| What to do |
Count the lines in the data below that contain the word "stick", and reply with that number alone.

[Coordinate annotation entries]
★ ★ ★ ★ ★
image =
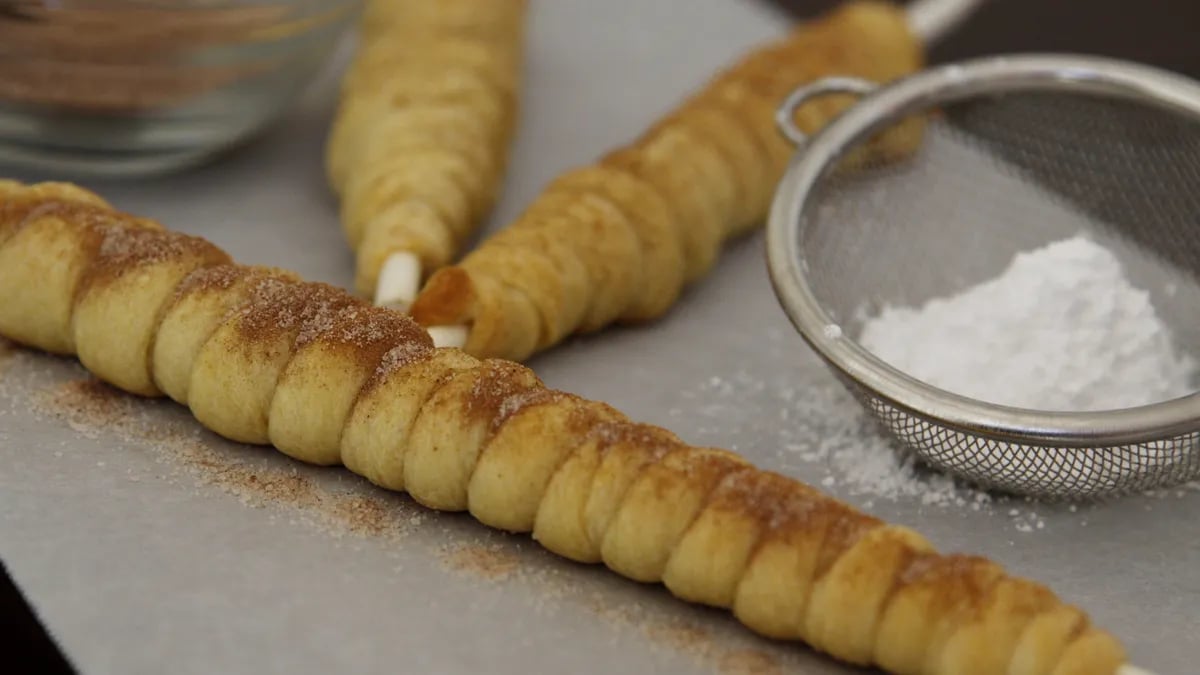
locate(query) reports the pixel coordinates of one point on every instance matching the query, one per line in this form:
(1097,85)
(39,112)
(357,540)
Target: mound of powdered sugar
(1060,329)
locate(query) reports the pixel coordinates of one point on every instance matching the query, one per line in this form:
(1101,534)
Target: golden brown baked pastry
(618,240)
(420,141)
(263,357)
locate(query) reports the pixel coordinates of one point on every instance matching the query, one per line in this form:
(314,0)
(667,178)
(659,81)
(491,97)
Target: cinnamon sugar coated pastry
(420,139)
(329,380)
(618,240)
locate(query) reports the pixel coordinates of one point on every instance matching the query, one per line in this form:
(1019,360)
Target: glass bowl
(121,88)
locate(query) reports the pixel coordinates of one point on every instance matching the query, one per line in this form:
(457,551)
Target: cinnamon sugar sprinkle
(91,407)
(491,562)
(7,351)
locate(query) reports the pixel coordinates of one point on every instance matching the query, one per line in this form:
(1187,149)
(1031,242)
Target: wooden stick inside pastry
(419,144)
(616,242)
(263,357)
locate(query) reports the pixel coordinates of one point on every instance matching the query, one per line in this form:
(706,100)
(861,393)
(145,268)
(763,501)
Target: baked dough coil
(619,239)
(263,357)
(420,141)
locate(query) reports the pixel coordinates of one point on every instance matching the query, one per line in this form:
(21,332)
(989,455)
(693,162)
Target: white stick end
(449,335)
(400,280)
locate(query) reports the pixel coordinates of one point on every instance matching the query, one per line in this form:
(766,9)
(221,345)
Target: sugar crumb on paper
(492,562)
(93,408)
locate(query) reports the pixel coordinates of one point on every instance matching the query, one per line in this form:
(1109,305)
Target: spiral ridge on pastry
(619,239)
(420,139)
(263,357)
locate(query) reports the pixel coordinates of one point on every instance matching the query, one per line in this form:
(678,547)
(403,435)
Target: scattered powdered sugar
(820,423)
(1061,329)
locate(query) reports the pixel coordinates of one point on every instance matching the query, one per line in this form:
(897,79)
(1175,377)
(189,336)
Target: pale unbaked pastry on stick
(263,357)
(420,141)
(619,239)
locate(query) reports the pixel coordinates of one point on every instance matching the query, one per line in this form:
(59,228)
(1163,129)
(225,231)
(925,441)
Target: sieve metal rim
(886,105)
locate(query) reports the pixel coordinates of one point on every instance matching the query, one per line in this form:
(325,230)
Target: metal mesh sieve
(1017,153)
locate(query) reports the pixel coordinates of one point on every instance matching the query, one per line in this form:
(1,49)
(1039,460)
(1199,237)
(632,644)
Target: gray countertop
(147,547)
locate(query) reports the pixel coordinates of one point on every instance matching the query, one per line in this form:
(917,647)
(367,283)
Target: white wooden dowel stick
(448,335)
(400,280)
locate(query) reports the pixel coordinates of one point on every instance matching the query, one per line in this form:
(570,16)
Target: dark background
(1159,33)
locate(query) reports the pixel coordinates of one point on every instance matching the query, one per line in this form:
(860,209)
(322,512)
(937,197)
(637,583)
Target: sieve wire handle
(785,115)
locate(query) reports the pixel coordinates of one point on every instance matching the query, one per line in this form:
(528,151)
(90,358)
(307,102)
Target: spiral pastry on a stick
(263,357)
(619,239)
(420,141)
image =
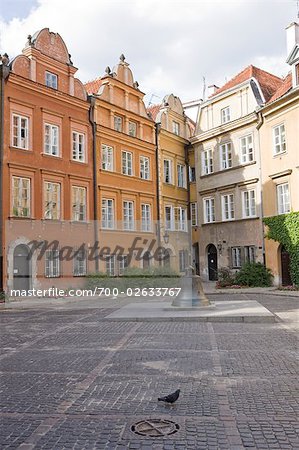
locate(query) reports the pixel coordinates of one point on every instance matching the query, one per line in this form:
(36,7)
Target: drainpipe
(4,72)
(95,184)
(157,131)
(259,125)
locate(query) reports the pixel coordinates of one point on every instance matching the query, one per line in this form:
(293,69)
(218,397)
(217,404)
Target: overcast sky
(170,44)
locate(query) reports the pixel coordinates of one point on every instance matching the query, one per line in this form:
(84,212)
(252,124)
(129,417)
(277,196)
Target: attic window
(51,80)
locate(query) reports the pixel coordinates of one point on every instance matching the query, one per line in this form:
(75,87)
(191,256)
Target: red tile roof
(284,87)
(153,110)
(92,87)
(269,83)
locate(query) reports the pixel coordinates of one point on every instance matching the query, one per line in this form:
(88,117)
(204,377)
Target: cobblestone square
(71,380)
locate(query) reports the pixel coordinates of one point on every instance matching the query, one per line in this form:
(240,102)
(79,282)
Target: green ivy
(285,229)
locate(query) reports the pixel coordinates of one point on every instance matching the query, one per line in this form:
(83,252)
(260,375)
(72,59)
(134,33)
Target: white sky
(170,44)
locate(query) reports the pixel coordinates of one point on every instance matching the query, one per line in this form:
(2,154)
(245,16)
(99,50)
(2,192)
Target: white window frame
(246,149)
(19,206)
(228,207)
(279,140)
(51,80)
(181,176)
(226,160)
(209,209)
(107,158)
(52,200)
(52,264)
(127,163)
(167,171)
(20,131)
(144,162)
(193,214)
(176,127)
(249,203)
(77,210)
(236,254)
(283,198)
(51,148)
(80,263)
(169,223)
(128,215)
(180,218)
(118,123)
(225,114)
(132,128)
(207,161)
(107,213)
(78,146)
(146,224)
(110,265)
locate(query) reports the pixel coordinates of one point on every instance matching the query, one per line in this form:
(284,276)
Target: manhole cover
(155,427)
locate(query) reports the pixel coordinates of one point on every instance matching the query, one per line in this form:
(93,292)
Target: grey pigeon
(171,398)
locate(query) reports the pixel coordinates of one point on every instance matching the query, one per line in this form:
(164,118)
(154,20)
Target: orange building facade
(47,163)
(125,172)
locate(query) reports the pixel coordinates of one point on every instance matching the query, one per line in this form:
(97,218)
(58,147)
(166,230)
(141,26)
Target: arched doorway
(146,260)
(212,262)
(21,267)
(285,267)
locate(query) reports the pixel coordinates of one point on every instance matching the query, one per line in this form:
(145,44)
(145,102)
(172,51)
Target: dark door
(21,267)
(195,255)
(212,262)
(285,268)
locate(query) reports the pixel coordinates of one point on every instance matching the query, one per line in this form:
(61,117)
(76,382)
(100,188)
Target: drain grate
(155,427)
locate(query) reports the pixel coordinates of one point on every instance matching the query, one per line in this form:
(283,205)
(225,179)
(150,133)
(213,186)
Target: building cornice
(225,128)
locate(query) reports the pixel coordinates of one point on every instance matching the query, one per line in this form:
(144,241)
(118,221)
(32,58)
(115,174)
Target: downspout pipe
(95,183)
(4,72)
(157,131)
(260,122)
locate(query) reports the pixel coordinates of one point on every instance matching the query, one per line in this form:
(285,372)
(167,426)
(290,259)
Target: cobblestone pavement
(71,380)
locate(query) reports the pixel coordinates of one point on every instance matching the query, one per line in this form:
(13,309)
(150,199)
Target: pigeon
★ ★ ★ ★ ★
| Written solution |
5